WHAT YOU NEED TO DO:
1. In the Ely travel text, on what date did the writer and Simon head for the North Shore of Lake Superior?
2. Copy word for word the part of the Ely travel text between "Back on April" and "service picnic area.", inclusive.

It’s good to travel away from home in Ely and the Boundary Waters, even if it is only the short distance to the shores of Lake Superior. It’s good because no matter what time of year you choose to get away or no matter how long your trip is, you naturally return home with a new appreciation for what that word “home” means. I hope this is true for you too, and if, by chance, it isn’t, perhaps you should consider making Ely, Minnesota your new home. We’d love to have ya, dontcha know!

Back on April 17, 2017, my son Simon and I escaped for the day and headed into the wind, for the North Shore of Lake Superior.  Down Highway One out of Ely, into the teeth of an April “snowstorm”. The flakes were huge and the further we drove, the more evidence of snow could be seen on the branches of the pines and forest floor.  It was April, though, so 95 percent of it wasn’t destined to last the hour, let alone, the day.We turned off of Highway One and onto Two on our way towards Two Harbors.  Easy on the directions, easy on the eyes.  We stopped at two points of interest on our way through the forest and the surrounding lowlands.  One was a little public access to a roadside lake and one was a forest service picnic area.

RECORDS SHOWN:
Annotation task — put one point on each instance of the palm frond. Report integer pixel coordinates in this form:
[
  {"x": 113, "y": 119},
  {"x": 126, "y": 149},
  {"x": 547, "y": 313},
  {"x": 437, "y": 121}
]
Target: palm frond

SOLUTIONS BELOW:
1. April 17, 2017.

2.
Back on April 17, 2017, my son Simon and I escaped for the day and headed into the wind, for the North Shore of Lake Superior.  Down Highway One out of Ely, into the teeth of an April “snowstorm”. The flakes were huge and the further we drove, the more evidence of snow could be seen on the branches of the pines and forest floor.  It was April, though, so 95 percent of it wasn’t destined to last the hour, let alone, the day.We turned off of Highway One and onto Two on our way towards Two Harbors.  Easy on the directions, easy on the eyes.  We stopped at two points of interest on our way through the forest and the surrounding lowlands.  One was a little public access to a roadside lake and one was a forest service picnic area.